_What this exercise asks:_
A - List every person the news excerpt below about Gono and the law firm Honey and Blanckenberg mentions by name.
B - In the news excerpt below about Gono and the law firm Honey and Blanckenberg, restate the paragraph beginning "In a letter purportedly written" as a short bulleted list that keeps its main facts.
C - Carry on the news excerpt below about Gono's allegations against Biti's law firm, starting after its final sentence.
** start of Source text **
Meanwhile Biti's law firm, Honey and Blanckenberg, has condemned Gono for what it described as an "unfortunate outburst against us" after he controversially accused its directors of externalization of funds and money-laundering.
In a letter purportedly written to Prime Minister Morgan Tsvangirai on May 11, Gono said Honey and Blanckenberg - where Finance Minister Tendai Biti was a partner - had stashed over US$1million outside the country in violation of exchange control regulations.
Gono said the law firm's externalization of foreign currency predated his appointment as Reserve Bank governor in 2003. He sought to use the allegations to buttress his claim that Biti's campaign to remove him from the RBZ was motivated by a personal vendetta.
** end of Source text **
** start of Dataset records **
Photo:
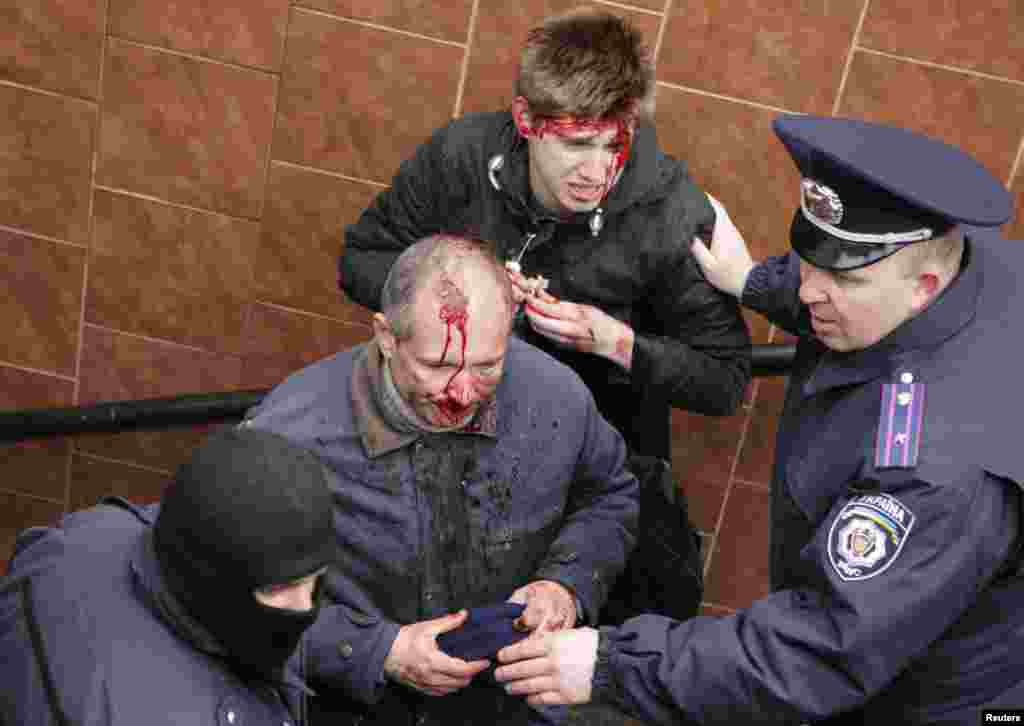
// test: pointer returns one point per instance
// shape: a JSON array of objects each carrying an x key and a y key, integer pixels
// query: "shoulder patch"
[{"x": 867, "y": 536}]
** end of Dataset records **
_Outputs for the tasks:_
A -
- Tendai Biti
- Gono
- Morgan Tsvangirai

B -
- Gono's letter was purportedly written to Prime Minister Morgan Tsvangirai on May 11.
- In it, Gono said the law firm Honey and Blanckenberg had stashed over US$1 million outside the country.
- He said this violated exchange control regulations.
- Finance Minister Tendai Biti was a partner at the firm.

C -
New Zimbabwe.com reports that the law firm said in a statement: "Over the past few weeks (three years after the alleged offence), the partners of Honey and Blanckenberg have received a number of crude threats arising from these old accusations, stating that unless Tendai Biti, a former partner of the firm and currently Minister of Finance, desisted from his attempts to demand accountability from the governor of the Reserve Bank, the partners would face unspecified consequences. Naturally we have ignored such threats.
"Since Dr Gono states that this matter is before the courts, then it is clearly sub judice and it is regrettable and highly inappropriate that a person of his position has resorted to the media in an effort to bring this matter into the political arena without allowing the due process of the law to take its course.
"We are confident, however, in the sound judgment of the public its awareness of the integrity of Honey and Blanckenberg and its understanding of the reality of what lies behind Dr Gono's unfortunate outburst against us."
Gono's so-called letter to Tsvangirai was mysterious leaked to the media. Tsvangirai said last week that he never received the letter.If the Prime Minister never had sight of the letter allegedly dispatched to him by the governor of the Reserve Bank, while the document was splashed in various media outlets, it would be logical to assume the letter was leaked at source.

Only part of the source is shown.